:: Records excerpted from a collection ::

— Begin —

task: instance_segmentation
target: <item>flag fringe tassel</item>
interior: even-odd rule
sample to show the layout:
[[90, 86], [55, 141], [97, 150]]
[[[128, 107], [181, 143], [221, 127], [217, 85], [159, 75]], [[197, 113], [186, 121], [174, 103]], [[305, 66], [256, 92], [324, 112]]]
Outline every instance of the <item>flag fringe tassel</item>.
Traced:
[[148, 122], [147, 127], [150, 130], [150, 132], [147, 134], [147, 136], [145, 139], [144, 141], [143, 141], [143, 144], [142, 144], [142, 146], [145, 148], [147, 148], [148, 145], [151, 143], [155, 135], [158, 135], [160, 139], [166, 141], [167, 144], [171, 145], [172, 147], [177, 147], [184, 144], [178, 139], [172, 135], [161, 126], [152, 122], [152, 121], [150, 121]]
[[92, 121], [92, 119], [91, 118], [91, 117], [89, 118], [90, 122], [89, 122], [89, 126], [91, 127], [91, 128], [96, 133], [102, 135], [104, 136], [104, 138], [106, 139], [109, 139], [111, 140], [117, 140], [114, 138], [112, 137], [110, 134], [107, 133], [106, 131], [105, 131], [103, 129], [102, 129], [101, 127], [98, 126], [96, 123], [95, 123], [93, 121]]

— End —

:: What is expected ::
Copy out all of the records above line for line, with no changes.

:: Solution for this problem ::
task: instance_segmentation
target: <item>flag fringe tassel</item>
interior: even-odd rule
sample to show the layout:
[[90, 86], [55, 141], [97, 150]]
[[[128, 107], [181, 143], [221, 127], [217, 85], [159, 75]], [[197, 113], [186, 121], [174, 103]], [[305, 66], [256, 92], [324, 112]]]
Outline every instance of the <item>flag fringe tassel</item>.
Traced:
[[148, 122], [147, 127], [150, 130], [150, 132], [147, 134], [147, 136], [145, 139], [144, 141], [143, 141], [143, 144], [142, 144], [142, 146], [145, 148], [147, 148], [148, 145], [151, 143], [155, 135], [158, 135], [160, 139], [166, 141], [167, 144], [171, 145], [172, 147], [177, 147], [184, 144], [178, 139], [172, 135], [161, 126], [152, 122], [152, 121], [150, 121]]
[[92, 121], [92, 119], [91, 118], [91, 117], [89, 118], [90, 122], [89, 122], [89, 126], [91, 127], [91, 128], [96, 133], [102, 135], [104, 136], [104, 138], [106, 139], [109, 139], [111, 140], [117, 140], [114, 138], [112, 137], [110, 134], [107, 133], [106, 131], [105, 131], [103, 129], [102, 129], [101, 127], [98, 126], [96, 123], [95, 123], [93, 121]]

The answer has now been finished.